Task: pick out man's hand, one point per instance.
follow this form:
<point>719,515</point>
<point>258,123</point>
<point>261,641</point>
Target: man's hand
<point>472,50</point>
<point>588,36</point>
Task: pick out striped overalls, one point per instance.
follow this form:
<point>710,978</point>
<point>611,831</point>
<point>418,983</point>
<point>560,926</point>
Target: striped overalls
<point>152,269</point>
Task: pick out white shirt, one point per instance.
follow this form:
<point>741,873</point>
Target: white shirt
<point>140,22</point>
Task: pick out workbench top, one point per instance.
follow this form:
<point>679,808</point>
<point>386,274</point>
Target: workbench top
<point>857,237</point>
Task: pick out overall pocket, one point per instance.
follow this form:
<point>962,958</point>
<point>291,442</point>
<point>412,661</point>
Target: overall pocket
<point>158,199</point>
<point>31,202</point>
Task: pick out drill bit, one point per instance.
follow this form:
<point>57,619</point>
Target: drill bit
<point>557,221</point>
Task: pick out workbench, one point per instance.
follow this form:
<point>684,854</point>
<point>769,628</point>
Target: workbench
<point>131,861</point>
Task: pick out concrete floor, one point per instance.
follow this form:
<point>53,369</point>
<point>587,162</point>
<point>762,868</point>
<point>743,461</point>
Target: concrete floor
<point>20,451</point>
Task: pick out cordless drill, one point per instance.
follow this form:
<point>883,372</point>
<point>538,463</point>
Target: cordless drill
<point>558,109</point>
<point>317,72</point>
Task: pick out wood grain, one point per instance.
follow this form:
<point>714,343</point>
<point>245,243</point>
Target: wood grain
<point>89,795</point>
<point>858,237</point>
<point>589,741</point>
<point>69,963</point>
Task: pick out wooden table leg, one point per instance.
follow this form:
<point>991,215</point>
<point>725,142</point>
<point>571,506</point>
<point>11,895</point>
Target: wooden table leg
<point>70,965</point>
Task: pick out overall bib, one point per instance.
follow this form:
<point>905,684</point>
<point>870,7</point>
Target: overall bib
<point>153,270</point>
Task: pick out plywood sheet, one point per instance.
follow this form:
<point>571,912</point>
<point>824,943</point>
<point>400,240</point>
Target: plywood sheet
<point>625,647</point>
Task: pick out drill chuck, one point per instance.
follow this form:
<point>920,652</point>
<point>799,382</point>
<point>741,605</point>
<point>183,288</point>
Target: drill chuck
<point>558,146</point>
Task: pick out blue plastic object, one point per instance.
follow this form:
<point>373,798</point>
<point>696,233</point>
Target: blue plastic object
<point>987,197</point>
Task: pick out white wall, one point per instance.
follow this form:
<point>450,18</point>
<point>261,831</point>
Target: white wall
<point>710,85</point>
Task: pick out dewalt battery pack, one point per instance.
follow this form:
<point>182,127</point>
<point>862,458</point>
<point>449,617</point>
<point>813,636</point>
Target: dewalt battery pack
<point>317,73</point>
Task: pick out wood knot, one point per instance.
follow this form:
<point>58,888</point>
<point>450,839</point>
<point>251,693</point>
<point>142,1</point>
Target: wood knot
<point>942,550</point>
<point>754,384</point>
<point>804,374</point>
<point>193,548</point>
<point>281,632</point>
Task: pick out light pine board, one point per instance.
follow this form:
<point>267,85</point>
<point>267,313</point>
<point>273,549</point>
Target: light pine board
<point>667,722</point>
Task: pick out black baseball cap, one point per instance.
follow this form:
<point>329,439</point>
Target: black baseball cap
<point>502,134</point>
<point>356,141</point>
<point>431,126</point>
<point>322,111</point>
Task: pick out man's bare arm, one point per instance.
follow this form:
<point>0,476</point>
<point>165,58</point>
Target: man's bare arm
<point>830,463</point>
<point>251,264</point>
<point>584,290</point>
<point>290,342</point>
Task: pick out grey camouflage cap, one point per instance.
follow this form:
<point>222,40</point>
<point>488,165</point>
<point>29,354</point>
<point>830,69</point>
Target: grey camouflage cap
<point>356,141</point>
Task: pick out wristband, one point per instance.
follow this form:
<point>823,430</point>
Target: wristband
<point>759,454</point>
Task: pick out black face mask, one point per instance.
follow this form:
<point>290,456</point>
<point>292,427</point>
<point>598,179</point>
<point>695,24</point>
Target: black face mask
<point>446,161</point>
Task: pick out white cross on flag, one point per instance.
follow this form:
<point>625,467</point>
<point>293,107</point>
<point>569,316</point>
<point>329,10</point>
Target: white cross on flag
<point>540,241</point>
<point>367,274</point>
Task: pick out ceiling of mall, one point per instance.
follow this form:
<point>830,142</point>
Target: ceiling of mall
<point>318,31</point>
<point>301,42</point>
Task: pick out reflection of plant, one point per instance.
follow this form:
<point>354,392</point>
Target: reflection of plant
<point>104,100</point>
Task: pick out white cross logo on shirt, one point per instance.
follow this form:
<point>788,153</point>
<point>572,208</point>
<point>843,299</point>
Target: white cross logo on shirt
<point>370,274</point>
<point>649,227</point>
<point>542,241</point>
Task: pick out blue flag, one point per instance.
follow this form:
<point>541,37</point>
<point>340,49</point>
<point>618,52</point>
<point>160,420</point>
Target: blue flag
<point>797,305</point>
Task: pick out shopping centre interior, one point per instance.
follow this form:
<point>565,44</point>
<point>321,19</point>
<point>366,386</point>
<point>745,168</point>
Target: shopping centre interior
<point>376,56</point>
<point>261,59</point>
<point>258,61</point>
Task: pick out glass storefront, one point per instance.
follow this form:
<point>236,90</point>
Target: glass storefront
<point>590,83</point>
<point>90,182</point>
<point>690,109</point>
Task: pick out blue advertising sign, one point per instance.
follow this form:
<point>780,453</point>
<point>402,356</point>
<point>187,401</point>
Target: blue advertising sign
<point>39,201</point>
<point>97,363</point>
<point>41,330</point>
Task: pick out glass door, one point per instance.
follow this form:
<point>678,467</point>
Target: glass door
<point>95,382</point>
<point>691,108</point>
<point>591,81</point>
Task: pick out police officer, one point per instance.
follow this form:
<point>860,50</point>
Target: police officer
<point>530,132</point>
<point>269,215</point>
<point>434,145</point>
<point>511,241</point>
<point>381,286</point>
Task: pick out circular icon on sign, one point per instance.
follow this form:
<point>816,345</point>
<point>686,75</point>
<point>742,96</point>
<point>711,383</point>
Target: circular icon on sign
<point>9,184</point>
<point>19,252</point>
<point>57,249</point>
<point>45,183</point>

+++++

* **Task**: Express the material as a JSON list of strings, one string per line with blank lines omitted, from the line containing "Task: pick out concrete" up to and including the line containing "<point>317,72</point>".

* **Complete output**:
[
  "Task: pick out concrete floor, one point per instance.",
  "follow this form:",
  "<point>53,369</point>",
  "<point>587,162</point>",
  "<point>762,868</point>",
  "<point>743,461</point>",
  "Target: concrete floor",
  "<point>20,451</point>",
  "Task: pick out cordless drill, one point per instance.",
  "follow this form:",
  "<point>883,372</point>",
  "<point>538,463</point>",
  "Target: cordless drill",
  "<point>558,109</point>",
  "<point>317,72</point>"
]